The menu is different each week. It might be “Study of Chardonnay,” “Tempranillo and the Like” or “Summer Fling,” the last an all-white flight that proposes a Gruner Veltliner with melon and prosciutto and Idiazabal cheese, a Grenache Blanc from Priorat in Spain with gazpacho, and a Moscato Giallo from Trentino in Italy with a summery tomato, mozzarella and basil salad.

On a recent Friday, I went with the menu that paired a lovely Valtellina with veal meatballs in amatriciana sauce, a beautiful Etna Rosso from Tenuta della Terre Nere on Sicily with spaghetti with figs and bottarga, and a sturdy Rosso di Barbagia from Sardinia with a delicious shell bean salad with grilled squid and clams. Yummm. And since my friend had ordered a different flight, one that included a Vouvray Sec and squash blossoms stuffed with burrata, we had to switch halfway through, of course.

These were all wonderful taste sensations, and the meal was filling enough that we decided to finish off a bottle of wine with some cheeses from Campanile’s well-edited selection. We could also have had a flight of American blues with various ports.

RAW RECORDS
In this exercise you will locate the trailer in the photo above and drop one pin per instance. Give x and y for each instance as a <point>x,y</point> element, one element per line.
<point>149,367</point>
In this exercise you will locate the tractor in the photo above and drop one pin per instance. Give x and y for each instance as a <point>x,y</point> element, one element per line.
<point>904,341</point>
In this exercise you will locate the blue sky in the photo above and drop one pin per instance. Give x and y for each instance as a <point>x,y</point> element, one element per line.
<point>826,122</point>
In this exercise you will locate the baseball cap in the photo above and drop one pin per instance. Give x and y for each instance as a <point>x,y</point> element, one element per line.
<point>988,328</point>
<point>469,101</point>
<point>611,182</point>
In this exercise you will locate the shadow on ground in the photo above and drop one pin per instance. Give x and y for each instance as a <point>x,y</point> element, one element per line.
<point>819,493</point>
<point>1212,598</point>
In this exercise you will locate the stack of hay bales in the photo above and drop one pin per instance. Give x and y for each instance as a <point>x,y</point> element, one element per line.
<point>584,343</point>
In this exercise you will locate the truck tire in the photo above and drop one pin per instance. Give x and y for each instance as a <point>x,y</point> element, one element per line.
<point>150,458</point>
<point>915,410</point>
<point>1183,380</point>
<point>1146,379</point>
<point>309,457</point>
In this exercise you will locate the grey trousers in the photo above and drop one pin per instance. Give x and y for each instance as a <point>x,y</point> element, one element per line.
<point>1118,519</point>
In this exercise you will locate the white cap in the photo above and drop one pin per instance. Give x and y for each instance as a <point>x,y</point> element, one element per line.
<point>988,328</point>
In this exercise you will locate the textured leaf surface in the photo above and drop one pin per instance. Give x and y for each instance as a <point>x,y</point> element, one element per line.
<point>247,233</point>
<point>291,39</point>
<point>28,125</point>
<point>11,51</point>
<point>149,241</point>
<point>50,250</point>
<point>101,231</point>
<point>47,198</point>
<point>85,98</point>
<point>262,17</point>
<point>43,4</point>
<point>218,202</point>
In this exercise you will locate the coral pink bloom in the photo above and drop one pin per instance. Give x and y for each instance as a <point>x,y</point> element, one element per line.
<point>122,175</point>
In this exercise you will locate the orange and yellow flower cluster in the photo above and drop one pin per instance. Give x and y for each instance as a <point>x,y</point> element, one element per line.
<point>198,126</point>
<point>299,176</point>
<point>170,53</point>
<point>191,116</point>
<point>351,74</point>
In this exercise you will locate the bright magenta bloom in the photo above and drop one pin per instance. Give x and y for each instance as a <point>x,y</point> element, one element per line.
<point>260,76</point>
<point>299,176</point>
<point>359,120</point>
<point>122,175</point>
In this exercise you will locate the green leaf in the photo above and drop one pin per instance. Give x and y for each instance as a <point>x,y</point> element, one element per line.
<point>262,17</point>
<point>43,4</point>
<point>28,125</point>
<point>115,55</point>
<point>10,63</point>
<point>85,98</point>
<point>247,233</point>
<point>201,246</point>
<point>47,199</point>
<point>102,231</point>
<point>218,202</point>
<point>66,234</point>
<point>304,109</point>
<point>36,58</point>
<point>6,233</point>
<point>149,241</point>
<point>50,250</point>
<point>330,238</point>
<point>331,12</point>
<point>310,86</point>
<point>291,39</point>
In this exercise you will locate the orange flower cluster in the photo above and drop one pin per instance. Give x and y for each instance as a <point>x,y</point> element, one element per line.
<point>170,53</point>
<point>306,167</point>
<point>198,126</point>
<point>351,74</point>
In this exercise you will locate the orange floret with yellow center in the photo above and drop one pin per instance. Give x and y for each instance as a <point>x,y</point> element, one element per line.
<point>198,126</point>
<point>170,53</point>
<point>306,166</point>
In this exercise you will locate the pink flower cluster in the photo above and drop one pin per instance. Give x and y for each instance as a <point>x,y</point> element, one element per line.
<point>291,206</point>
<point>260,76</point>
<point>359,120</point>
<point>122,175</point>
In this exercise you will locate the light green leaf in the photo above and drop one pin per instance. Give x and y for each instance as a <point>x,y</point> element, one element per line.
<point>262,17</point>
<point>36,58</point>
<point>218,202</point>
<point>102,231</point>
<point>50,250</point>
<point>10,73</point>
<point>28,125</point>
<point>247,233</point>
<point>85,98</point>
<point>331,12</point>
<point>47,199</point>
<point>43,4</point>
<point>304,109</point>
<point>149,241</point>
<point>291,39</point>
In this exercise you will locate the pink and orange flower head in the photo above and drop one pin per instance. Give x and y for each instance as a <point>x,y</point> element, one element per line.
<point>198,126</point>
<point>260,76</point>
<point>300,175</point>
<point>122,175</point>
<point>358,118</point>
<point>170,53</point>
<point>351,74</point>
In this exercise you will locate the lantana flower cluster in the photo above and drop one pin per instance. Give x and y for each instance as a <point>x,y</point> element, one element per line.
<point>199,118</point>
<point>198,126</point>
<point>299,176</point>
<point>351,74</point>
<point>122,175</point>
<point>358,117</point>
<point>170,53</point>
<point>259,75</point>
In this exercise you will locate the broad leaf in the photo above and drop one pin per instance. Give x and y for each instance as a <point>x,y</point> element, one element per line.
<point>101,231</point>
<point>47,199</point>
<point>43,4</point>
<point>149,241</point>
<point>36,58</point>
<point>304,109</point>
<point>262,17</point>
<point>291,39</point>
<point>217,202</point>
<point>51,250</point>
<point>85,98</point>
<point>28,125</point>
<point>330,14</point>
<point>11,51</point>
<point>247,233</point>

JOB 1
In the wine-pairing excerpt, why did the writer and the friend switch flights halfway through the meal? Answer in one to three sentences.
JOB 2
Scale the lines of the listing starting at the line that contains "In this exercise you will locate the broad" and ending at the last line of the listing, both included. Reproduce only those lines, requests included, with every coordinate in the answers multiplied by 1.85 and rounded to a whole number, halves rounded up.

EXERCISE RESPONSE 1
The friend had ordered a different flight from the writer's, one that included a Vouvray Sec and squash blossoms stuffed with burrata. So the two of them switched halfway through.

EXERCISE RESPONSE 2
In this exercise you will locate the broad leaf in the photo above and drop one pin per instance. Give x and y for each instance as a <point>x,y</point> element, one element per line.
<point>187,427</point>
<point>87,368</point>
<point>80,7</point>
<point>276,446</point>
<point>67,107</point>
<point>562,202</point>
<point>485,31</point>
<point>538,72</point>
<point>401,374</point>
<point>94,463</point>
<point>157,181</point>
<point>52,231</point>
<point>611,26</point>
<point>20,94</point>
<point>457,431</point>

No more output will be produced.